## [Task directions]
Read the records below. Copy each line where the string "bird" occurs.

## [Provided material]
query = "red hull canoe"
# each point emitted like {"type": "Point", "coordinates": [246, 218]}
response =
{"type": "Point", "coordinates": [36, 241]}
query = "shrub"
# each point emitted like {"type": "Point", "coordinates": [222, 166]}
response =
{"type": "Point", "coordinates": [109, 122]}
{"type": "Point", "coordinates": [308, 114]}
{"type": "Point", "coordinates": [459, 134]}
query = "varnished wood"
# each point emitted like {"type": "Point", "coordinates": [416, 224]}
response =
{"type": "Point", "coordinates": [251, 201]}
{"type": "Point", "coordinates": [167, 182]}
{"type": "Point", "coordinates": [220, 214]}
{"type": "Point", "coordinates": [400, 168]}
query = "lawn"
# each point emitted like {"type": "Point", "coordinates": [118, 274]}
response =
==
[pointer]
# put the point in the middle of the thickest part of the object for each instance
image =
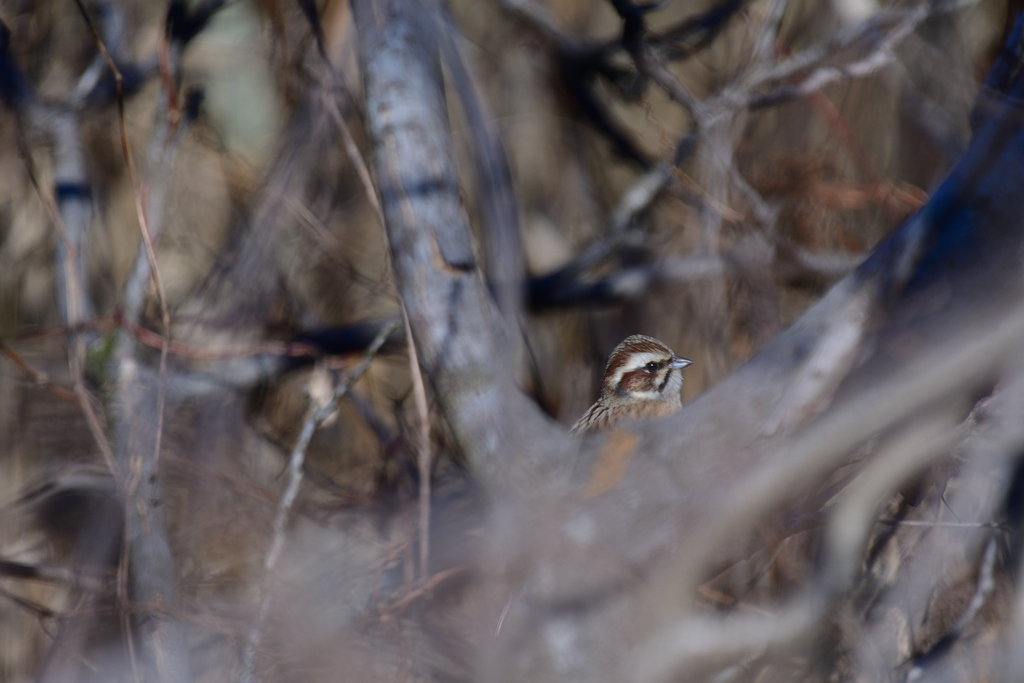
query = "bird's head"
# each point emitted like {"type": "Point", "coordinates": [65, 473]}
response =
...
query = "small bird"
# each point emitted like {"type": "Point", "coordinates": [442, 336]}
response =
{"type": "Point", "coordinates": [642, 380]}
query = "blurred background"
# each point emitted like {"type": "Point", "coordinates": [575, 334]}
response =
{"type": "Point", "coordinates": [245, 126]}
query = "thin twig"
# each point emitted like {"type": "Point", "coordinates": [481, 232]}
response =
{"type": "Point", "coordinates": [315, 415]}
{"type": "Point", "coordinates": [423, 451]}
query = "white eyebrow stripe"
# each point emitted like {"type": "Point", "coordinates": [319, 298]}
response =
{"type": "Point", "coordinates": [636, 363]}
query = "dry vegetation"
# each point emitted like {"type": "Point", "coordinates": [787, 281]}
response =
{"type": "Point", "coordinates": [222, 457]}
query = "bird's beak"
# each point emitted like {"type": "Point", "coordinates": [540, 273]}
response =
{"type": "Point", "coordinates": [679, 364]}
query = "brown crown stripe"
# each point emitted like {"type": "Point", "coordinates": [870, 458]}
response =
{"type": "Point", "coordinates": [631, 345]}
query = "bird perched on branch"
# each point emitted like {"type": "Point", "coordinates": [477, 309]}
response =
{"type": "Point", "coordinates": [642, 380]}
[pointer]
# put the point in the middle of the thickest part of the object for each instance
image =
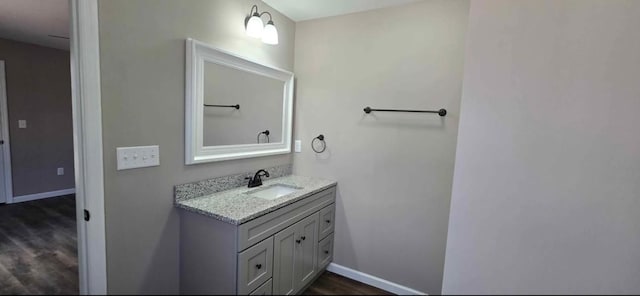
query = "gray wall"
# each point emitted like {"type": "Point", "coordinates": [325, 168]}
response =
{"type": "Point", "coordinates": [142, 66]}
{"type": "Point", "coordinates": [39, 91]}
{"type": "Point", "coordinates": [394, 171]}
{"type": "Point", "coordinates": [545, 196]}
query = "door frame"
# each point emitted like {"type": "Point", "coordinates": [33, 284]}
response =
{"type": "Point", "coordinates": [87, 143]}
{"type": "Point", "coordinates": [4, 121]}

## [Response to this exercise]
query = "bird's head"
query = "small bird"
query = "bird's beak"
query = "bird perched on branch"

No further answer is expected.